## Exercise
The records follow. Transcribe only the lines from the line containing "give the outline of every instance of the <item>blue" through the end, both ends included, and leave out the pictures.

## Recorded information
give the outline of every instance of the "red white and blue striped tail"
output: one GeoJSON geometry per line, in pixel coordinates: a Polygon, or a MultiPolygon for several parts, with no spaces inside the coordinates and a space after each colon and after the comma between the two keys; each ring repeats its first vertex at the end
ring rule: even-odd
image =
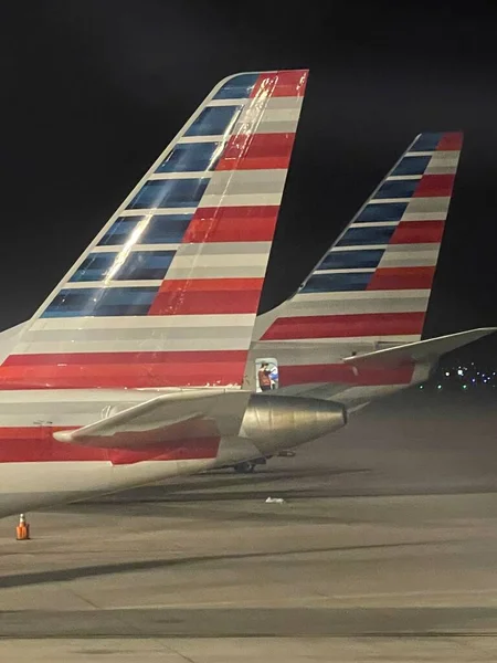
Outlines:
{"type": "Polygon", "coordinates": [[[242,385],[307,74],[214,87],[27,324],[0,389],[242,385]]]}
{"type": "Polygon", "coordinates": [[[463,135],[421,134],[298,293],[261,316],[263,341],[420,340],[463,135]]]}

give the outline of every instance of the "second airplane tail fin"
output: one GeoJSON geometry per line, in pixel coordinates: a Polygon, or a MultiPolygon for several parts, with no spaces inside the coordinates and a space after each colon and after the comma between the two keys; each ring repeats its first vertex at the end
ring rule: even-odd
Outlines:
{"type": "Polygon", "coordinates": [[[421,134],[297,294],[261,316],[263,341],[335,339],[372,348],[420,340],[463,144],[421,134]]]}

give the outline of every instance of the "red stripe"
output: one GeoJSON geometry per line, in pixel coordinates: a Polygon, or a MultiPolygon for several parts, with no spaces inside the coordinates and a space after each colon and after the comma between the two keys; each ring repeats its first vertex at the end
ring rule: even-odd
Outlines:
{"type": "Polygon", "coordinates": [[[461,150],[463,148],[463,134],[461,131],[448,131],[440,139],[437,150],[461,150]]]}
{"type": "Polygon", "coordinates": [[[267,329],[262,340],[421,334],[424,316],[425,312],[279,318],[267,329]]]}
{"type": "Polygon", "coordinates": [[[263,278],[166,280],[148,315],[256,313],[263,278]]]}
{"type": "Polygon", "coordinates": [[[444,221],[401,221],[390,244],[440,244],[444,221]]]}
{"type": "Polygon", "coordinates": [[[364,387],[382,385],[409,385],[414,367],[400,366],[396,368],[360,368],[356,372],[345,364],[328,364],[325,366],[279,366],[279,383],[309,385],[316,382],[336,382],[364,387]]]}
{"type": "Polygon", "coordinates": [[[367,290],[429,290],[435,267],[379,267],[367,290]]]}
{"type": "Polygon", "coordinates": [[[94,389],[239,385],[246,352],[14,355],[0,367],[0,389],[94,389]],[[139,356],[139,354],[137,354],[139,356]],[[151,354],[154,355],[154,354],[151,354]],[[162,359],[162,361],[161,361],[162,359]]]}
{"type": "Polygon", "coordinates": [[[52,433],[60,430],[68,428],[0,428],[0,463],[104,461],[117,465],[152,460],[214,459],[219,449],[219,438],[168,442],[147,451],[86,448],[57,442],[52,433]]]}
{"type": "Polygon", "coordinates": [[[216,170],[288,168],[295,134],[237,134],[232,136],[216,170]]]}
{"type": "Polygon", "coordinates": [[[251,97],[297,96],[306,91],[308,70],[289,70],[261,74],[252,90],[251,97]]]}
{"type": "Polygon", "coordinates": [[[279,208],[199,208],[183,236],[183,243],[271,242],[279,208]]]}
{"type": "Polygon", "coordinates": [[[414,191],[414,198],[451,196],[454,175],[424,175],[414,191]]]}

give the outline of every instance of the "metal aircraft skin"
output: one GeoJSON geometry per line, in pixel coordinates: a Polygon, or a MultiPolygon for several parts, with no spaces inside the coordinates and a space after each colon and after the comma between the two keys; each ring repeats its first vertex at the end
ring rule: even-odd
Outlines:
{"type": "Polygon", "coordinates": [[[0,335],[0,516],[269,455],[493,329],[421,340],[459,134],[422,134],[256,317],[305,70],[219,83],[33,317],[0,335]],[[278,366],[255,393],[256,365],[278,366]]]}

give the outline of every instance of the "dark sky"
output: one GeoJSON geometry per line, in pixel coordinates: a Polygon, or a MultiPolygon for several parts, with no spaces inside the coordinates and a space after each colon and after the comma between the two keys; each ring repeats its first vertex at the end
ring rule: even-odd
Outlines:
{"type": "Polygon", "coordinates": [[[425,336],[497,325],[496,12],[389,4],[3,8],[1,328],[31,316],[220,78],[288,67],[310,77],[262,307],[298,286],[416,134],[462,129],[425,336]]]}

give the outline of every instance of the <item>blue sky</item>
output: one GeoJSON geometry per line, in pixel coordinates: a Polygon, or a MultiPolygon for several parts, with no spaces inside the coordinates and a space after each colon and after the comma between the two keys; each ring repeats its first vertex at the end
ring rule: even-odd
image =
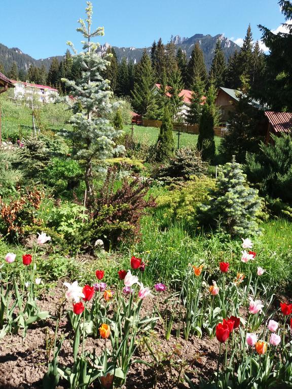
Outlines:
{"type": "MultiPolygon", "coordinates": [[[[240,43],[249,23],[274,30],[284,21],[277,0],[92,0],[94,26],[103,26],[98,41],[112,46],[144,47],[161,36],[196,33],[225,36],[240,43]]],[[[83,0],[1,0],[0,43],[18,47],[36,59],[61,55],[66,41],[78,49],[77,20],[85,19],[83,0]]]]}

## In response
give the outline of every instance of the <item>blue sky</item>
output: one GeoJSON geometry per line, in pixel coordinates: a Polygon, or a MultiPolygon for several parts, with no spaces inside the coordinates and a space after each colon and after the comma between the two keys; each ring repeats its first vertex at the end
ring rule: even-odd
image =
Outlines:
{"type": "MultiPolygon", "coordinates": [[[[240,43],[249,23],[274,30],[284,21],[277,0],[92,0],[94,26],[103,26],[98,41],[112,46],[144,47],[161,36],[196,33],[225,36],[240,43]]],[[[83,0],[1,0],[0,43],[18,47],[36,59],[61,55],[66,41],[78,49],[77,20],[85,19],[83,0]]]]}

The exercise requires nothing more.